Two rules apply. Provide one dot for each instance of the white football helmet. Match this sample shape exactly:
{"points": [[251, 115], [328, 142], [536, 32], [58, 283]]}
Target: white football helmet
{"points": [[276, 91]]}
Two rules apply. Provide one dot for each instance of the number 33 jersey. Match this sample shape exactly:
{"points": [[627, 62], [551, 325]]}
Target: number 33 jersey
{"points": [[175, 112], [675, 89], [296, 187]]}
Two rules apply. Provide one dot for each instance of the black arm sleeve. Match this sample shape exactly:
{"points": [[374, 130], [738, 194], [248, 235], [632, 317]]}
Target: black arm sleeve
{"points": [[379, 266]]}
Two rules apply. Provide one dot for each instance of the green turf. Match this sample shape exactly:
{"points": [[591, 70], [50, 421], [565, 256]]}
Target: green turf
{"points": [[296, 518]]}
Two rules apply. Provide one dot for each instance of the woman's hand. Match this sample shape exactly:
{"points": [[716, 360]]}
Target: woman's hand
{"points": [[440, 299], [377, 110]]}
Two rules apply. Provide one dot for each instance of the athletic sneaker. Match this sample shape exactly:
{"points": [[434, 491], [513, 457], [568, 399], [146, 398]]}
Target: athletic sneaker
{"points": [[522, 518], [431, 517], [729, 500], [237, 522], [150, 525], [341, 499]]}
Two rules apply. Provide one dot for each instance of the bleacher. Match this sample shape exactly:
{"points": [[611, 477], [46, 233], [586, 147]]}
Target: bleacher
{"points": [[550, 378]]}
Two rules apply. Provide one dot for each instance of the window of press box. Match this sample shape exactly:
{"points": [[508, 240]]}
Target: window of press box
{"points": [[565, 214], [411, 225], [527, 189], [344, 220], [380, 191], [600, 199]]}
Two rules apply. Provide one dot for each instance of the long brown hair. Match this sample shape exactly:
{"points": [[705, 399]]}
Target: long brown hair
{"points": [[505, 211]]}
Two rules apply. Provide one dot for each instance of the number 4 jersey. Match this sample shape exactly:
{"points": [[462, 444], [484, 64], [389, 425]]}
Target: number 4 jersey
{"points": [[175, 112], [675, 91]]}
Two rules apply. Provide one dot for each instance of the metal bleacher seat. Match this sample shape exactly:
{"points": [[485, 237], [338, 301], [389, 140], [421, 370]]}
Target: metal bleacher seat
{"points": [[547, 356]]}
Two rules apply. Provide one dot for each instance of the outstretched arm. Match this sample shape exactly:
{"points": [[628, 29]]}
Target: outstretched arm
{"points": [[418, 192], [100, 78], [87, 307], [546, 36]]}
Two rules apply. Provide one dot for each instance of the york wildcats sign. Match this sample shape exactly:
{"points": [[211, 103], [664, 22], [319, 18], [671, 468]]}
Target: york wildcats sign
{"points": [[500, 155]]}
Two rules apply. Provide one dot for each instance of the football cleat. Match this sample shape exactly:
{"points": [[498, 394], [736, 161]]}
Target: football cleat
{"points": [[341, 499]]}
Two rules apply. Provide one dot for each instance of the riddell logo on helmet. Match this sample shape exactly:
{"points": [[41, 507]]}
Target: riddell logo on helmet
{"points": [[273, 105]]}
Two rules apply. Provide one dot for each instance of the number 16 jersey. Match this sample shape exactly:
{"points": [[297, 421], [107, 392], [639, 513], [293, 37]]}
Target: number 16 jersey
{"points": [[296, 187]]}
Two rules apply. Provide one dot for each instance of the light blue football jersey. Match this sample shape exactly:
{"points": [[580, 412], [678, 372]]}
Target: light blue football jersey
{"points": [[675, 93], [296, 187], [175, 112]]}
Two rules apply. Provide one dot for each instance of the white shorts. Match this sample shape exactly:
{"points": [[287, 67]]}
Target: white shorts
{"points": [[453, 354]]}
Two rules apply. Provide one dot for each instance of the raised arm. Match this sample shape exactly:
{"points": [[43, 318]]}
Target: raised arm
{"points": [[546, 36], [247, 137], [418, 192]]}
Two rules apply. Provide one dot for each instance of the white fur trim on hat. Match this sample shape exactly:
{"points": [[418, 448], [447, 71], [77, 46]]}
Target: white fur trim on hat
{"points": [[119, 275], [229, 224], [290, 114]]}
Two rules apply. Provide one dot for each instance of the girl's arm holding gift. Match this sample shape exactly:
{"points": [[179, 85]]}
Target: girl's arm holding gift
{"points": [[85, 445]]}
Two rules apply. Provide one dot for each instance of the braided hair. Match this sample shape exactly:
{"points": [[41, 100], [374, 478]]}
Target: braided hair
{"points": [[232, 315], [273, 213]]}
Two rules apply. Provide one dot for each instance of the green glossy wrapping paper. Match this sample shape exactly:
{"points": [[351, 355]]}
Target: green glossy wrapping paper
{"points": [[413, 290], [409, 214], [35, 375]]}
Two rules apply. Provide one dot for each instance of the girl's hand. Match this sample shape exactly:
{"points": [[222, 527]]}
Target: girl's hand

-- -- --

• **WORK ORDER**
Transcribe all of the data exactly, leaving no line out.

• **EXPECTED ANSWER**
Two rules apply. Provide one dot for each instance of the white football helmet. Match this sample shape exactly:
{"points": [[251, 115], [328, 142], [536, 32], [58, 283]]}
Target: white football helmet
{"points": [[276, 91]]}
Two rules apply. Provide one dot for each instance of the number 33 jersey. Match this sample shape exactly:
{"points": [[627, 62], [551, 325]]}
Target: number 33 jersey
{"points": [[175, 112], [675, 89], [296, 187]]}
Two rules apply. Provide one dot for each instance of the black arm sleeve. Match this sample shape exactly:
{"points": [[374, 130], [738, 194], [248, 235], [632, 317]]}
Target: black arm sleeve
{"points": [[379, 266]]}
Two rules apply. Provide one dot for each instance of the green turf. Match this sample shape exactly:
{"points": [[591, 70], [50, 421], [565, 256]]}
Target: green turf
{"points": [[296, 518]]}
Two rules apply. Provide one dot for each instance of the woman's hand. Match this sample shape exactly:
{"points": [[716, 360]]}
Target: woman's hand
{"points": [[440, 299], [377, 110]]}
Two rules apply. Provide one dot for each instance of the athletic sneaker. Match this sample shape exactly:
{"points": [[434, 491], [513, 457], [568, 399], [146, 398]]}
Target: athletic sneaker
{"points": [[522, 518], [431, 517], [729, 500], [237, 522], [150, 525], [341, 499]]}
Two rules apply. Provide one dot for each instance of the bleacher. Match this sample shape exactly:
{"points": [[611, 477], [46, 233], [586, 147]]}
Target: bleacher
{"points": [[550, 378]]}
Two rules apply. Provide one dot for each instance of the window of press box. Match this sample shape exactly:
{"points": [[508, 240]]}
Target: window of press box
{"points": [[565, 214], [411, 225], [527, 189], [344, 220], [380, 191], [600, 199]]}
Two rules apply. Provide one dot for each instance of the long brown hair. Match this sample shape exactly:
{"points": [[705, 399]]}
Target: long brown hair
{"points": [[505, 211]]}
Two rules apply. Provide one dot for each instance of the number 4 jersey. Match this sample shape exactly:
{"points": [[462, 444], [484, 64], [389, 425]]}
Target: number 4 jersey
{"points": [[175, 112], [675, 91]]}
Two rules apply. Provide one dot for each instance of the metal bleacher seat. Match this sample shape exactly:
{"points": [[485, 237], [338, 301], [389, 140], [421, 370]]}
Target: metal bleacher seat
{"points": [[547, 356]]}
Two rules apply. Provide one dot for each instance of the outstretched arm. Match this sample shape exactly:
{"points": [[628, 29]]}
Target: outstretched arm
{"points": [[418, 192], [100, 78], [87, 307], [546, 36]]}
Two rules apply. Provide one dot for each instance of the york wildcats sign. Match this sample shape exactly:
{"points": [[211, 103], [664, 22], [319, 18], [671, 468]]}
Target: york wildcats sign
{"points": [[500, 155]]}
Two rules apply. Provide one dot for each instance of the football cleat. Match this sample shape exactly:
{"points": [[498, 394], [736, 161]]}
Target: football cleat
{"points": [[341, 499]]}
Two rules apply. Provide one dot for each instance of the riddell logo on helmet. Match this sample shape exactly:
{"points": [[41, 507]]}
Target: riddell logo on helmet
{"points": [[273, 105]]}
Two rules apply. Provide one dot for each instance of the number 16 jersey. Match this sample shape exactly:
{"points": [[297, 421], [107, 392], [639, 513], [293, 37]]}
Target: number 16 jersey
{"points": [[296, 187]]}
Two rules apply. Provide one dot for each instance of the light blue football jersey. Match this sample shape exactly:
{"points": [[580, 412], [678, 372]]}
Target: light blue football jersey
{"points": [[675, 93], [296, 187], [175, 112]]}
Two rules apply. Provide one dot for each instance of the white shorts. Match this sample shape exactly:
{"points": [[287, 67]]}
Target: white shorts
{"points": [[453, 354]]}
Two rules apply. Provide one dot for each instance of the raised arm. Match this sample shape exactly:
{"points": [[43, 318]]}
Target: raised arm
{"points": [[546, 36], [247, 137], [418, 192]]}
Two rules apply. Provide one dot for each instance of the white fur trim on hat. Match this sample shape exactly:
{"points": [[418, 448], [447, 71], [77, 46]]}
Target: white fur trim on hat
{"points": [[119, 275], [229, 224], [290, 114]]}
Two rules apply. Provide one dot for each instance of the girl's arm holding gift. Match this sample shape exactly:
{"points": [[179, 85]]}
Target: girl's arm holding gift
{"points": [[85, 445]]}
Two rules apply. Provide one dot for each instance of the braided hair. Match this sample shape exactly:
{"points": [[41, 100], [374, 478]]}
Target: braided hair
{"points": [[232, 315], [273, 213]]}
Two rules apply. Provide one dot for each instance of the green glossy wrapping paper. Match this sample shape exactly:
{"points": [[351, 355]]}
Target: green glossy wrapping paper
{"points": [[413, 290], [409, 214], [35, 375]]}
Two rules apply. Provide one dot for each instance of the girl's hand. Match this sample shape exactly:
{"points": [[222, 527]]}
Target: girl's hand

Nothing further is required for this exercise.